Stava per toccare alle province

di Oreste Parise

Mezzoeuro Anno X num. 23 del 11/06/2011


Rende, 09/6/2011


Sarebbe stato l'ennesimo colpo di scena senza senso, l'abolizione delle province, invece di pensare alla razionalizzazione della burocrazia, allo spreco degli uffici regionali decentrati solo per fare un esempio

Un voto in parlamento fa molto discutere il popolo della sinistra. Con la sua astensione il PD ha impedito che passasse un codicillo che aboliva le province. Tout court, senza se e senza ma. Una proposta dell’Idv che oggi carica a man bassa contro i traditori che non vogliono tagliare i costi della politica. Una posizione demagogica e populista con la quale si vuole continuare la politica del sondaggio, la manipolazione dell’opinione pubblica, servirsi dell’onda della protesta. Un modo da seconda repubblica, che ha quasi distrutto le istituzioni democratiche inseguendo il vento, cercando di cogliere l’attimo sfuggente per riempiere la bisaccia del proprio consenso senza preoccuparsi della ragionevolezza delle proposte, le conseguenze delle decisioni, l’impatto sul sistema.

Abolire le province significa scardinare un sistema senza immaginarne un altro, senza porsi un problema di coerenza e di compatibilità. L’obiettivo non può essere certo il taglio, il colpo di accetta, ma la razionalizzazione della burocrazia, l’ottimizzazione delle risorse e delle procedure, la creazione di un sistema user friendly. Basta girarsi attorno per incontrare l’inefficienza e l’inutilità di molti enti che pretendono di operare sul territorio. La somma degli incarichi sottoincarichi, prebende e spese inutili supera di gran lungo il costo delle province. Si parla delle Comunità Montane, dei Consorzi di Bonifica, delle Area di Sviluppo Industriale, della ASP, dei Distretti Scolastici, dell’Aterp … Vi sono poi gli uffici regionali decentrati, fonte di spreco, di inefficienza, di gestione clientelare. Si potrebbero abolire subito, accentrandone poteri e competenze alle Province.

__Materiale__.

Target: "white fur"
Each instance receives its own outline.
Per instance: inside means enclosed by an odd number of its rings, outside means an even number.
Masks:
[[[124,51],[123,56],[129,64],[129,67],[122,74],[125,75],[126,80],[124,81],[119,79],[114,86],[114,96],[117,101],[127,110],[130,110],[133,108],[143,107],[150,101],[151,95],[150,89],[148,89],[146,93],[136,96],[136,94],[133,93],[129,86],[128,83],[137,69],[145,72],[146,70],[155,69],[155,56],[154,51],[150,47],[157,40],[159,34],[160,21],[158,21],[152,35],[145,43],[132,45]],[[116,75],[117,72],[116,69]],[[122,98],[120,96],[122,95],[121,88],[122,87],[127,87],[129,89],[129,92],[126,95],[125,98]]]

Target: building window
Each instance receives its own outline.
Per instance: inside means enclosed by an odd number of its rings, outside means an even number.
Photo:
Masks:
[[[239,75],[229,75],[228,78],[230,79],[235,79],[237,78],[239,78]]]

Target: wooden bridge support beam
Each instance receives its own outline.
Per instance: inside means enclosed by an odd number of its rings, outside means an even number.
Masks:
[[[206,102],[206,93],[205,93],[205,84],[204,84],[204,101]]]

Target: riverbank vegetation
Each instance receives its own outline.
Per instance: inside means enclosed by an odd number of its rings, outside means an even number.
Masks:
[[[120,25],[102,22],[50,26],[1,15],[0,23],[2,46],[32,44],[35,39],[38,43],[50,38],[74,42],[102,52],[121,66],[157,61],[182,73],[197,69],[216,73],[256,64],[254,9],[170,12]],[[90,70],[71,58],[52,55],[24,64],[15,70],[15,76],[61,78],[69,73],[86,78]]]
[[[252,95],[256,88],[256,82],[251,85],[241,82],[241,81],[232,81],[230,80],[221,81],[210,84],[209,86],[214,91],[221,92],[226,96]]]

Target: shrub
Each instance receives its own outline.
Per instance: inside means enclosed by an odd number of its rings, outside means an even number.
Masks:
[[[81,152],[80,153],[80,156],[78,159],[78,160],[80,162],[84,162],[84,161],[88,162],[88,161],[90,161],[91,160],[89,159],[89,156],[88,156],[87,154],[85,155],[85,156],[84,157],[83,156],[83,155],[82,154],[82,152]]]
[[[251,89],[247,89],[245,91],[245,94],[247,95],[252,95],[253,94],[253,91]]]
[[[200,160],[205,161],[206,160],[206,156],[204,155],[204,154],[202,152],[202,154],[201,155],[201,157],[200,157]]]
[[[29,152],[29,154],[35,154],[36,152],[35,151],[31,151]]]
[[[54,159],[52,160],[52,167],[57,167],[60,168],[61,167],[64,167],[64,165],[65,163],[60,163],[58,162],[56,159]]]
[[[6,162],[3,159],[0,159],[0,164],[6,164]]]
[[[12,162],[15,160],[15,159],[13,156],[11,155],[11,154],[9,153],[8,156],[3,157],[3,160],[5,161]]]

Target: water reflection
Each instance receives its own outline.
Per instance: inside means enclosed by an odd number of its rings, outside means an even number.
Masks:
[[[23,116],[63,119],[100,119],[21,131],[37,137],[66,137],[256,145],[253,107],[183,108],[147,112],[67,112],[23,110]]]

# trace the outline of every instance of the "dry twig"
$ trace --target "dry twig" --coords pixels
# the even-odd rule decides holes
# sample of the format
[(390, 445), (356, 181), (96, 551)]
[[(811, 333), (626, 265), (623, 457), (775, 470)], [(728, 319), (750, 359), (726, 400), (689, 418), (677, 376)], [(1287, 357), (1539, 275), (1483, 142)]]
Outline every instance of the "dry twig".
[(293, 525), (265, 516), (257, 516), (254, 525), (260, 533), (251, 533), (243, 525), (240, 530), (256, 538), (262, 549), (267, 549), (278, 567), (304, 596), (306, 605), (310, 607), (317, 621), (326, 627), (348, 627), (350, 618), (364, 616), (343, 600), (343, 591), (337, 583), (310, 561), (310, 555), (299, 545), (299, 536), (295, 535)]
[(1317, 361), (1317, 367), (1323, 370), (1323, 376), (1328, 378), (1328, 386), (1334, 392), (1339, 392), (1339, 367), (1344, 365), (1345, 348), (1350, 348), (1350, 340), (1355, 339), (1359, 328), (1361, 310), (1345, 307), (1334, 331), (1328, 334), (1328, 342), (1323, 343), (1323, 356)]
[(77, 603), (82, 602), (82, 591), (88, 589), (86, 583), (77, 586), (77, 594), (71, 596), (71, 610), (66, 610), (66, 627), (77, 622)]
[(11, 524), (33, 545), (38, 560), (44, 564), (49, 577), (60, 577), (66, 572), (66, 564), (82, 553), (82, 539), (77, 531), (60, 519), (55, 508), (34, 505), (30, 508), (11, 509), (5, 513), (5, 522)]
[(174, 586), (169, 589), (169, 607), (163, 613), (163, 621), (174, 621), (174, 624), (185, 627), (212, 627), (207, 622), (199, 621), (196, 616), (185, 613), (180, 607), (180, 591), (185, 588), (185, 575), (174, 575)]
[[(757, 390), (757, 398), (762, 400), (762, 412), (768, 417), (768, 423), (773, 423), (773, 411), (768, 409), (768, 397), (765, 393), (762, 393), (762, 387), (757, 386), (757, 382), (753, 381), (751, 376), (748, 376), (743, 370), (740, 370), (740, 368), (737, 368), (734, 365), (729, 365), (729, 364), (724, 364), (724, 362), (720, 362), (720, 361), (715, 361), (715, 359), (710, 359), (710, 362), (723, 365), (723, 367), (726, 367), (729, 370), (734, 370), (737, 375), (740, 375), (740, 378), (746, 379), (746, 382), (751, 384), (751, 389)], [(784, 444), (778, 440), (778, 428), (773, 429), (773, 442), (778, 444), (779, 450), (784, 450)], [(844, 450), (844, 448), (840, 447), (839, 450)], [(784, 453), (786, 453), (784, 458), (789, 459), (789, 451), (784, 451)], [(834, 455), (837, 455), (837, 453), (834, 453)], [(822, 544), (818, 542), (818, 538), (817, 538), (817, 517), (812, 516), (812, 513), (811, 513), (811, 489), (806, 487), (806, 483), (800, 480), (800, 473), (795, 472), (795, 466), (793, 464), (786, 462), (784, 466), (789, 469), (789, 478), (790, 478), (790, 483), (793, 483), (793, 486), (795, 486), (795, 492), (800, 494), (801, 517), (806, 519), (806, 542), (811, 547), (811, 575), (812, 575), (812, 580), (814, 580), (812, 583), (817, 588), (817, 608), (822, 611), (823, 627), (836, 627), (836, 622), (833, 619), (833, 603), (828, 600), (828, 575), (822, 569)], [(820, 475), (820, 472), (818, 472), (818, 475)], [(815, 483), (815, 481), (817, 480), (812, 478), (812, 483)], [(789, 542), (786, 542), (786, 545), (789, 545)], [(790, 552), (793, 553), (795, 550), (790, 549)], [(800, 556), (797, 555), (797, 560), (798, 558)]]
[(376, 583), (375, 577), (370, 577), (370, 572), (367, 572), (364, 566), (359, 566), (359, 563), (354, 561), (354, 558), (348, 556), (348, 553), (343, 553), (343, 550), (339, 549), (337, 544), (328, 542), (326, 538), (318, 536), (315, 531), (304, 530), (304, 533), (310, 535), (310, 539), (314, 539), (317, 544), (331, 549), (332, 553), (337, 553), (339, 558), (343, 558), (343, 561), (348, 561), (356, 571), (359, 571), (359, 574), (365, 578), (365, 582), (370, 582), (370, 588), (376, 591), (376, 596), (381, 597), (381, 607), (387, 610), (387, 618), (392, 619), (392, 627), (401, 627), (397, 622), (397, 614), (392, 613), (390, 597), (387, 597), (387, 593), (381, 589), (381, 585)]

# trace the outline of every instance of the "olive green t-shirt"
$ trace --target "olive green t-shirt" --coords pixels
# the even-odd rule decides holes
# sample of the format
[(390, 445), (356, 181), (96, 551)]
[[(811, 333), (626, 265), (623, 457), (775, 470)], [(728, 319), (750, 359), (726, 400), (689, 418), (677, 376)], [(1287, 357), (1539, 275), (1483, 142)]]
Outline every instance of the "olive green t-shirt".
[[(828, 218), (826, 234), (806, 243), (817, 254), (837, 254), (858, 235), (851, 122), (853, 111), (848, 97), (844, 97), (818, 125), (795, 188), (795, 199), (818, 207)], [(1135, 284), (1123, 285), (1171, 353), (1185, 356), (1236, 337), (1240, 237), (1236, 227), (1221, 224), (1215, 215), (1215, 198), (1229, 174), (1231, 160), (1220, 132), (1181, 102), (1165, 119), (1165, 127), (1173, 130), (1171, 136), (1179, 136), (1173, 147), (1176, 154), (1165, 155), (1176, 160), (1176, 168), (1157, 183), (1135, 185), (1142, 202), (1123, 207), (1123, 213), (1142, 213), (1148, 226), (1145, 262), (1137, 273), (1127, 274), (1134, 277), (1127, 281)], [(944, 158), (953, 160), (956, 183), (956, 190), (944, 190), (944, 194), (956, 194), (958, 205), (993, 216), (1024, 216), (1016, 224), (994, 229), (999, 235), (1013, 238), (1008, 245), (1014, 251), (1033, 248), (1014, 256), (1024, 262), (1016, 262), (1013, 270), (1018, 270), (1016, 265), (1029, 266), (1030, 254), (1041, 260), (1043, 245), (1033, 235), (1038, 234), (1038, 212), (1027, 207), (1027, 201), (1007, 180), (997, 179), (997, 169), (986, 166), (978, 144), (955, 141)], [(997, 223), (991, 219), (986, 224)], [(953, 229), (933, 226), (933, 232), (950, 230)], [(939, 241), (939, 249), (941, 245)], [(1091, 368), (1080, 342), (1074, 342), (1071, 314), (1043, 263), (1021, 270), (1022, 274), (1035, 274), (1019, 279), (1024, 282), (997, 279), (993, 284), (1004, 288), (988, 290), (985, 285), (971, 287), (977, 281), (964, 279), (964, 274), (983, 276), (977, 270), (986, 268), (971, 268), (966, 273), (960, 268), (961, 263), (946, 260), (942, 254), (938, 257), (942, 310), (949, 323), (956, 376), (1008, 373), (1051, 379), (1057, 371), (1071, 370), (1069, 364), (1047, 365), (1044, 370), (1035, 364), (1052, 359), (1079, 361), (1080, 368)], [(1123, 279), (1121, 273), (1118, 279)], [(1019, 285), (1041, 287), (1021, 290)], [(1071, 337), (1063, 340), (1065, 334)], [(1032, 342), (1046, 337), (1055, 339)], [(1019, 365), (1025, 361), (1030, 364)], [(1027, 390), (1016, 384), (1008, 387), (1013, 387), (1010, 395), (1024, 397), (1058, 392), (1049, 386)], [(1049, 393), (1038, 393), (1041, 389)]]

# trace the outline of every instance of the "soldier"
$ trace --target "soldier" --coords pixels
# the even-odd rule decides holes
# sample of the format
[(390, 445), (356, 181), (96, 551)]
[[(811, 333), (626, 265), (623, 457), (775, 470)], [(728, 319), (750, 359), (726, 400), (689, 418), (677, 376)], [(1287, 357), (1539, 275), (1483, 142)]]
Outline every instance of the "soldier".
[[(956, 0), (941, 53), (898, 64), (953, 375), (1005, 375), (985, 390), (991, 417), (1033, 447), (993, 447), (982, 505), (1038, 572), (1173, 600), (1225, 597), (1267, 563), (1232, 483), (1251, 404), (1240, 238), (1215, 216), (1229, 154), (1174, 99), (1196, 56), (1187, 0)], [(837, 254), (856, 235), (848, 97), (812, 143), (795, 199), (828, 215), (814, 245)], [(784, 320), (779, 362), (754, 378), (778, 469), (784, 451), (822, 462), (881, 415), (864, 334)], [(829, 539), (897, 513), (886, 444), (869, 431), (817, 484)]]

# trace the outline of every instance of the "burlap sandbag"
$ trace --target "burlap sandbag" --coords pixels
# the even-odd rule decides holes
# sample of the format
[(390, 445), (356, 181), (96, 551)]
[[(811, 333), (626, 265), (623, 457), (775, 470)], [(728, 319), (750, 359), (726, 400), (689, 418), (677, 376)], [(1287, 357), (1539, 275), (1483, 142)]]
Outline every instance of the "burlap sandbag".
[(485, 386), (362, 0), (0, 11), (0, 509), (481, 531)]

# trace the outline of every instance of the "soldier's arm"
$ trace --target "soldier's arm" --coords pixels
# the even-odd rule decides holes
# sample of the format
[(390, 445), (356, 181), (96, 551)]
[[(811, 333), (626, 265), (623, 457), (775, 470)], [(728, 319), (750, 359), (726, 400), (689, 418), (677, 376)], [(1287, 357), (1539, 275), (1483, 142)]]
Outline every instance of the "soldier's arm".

__Consegna__. Modifica il brano sulle province nel tratto che va da "Un voto in parlamento" fino a "l’impatto sul sistema." compresi, scrivendo "emendamento" al posto di "codicillo".

__Soluzione__.
Un voto in parlamento fa molto discutere il popolo della sinistra. Con la sua astensione il PD ha impedito che passasse un emendamento che aboliva le province. Tout court, senza se e senza ma. Una proposta dell’Idv che oggi carica a man bassa contro i traditori che non vogliono tagliare i costi della politica. Una posizione demagogica e populista con la quale si vuole continuare la politica del sondaggio, la manipolazione dell’opinione pubblica, servirsi dell’onda della protesta. Un modo da seconda repubblica, che ha quasi distrutto le istituzioni democratiche inseguendo il vento, cercando di cogliere l’attimo sfuggente per riempiere la bisaccia del proprio consenso senza preoccuparsi della ragionevolezza delle proposte, le conseguenze delle decisioni, l’impatto sul sistema.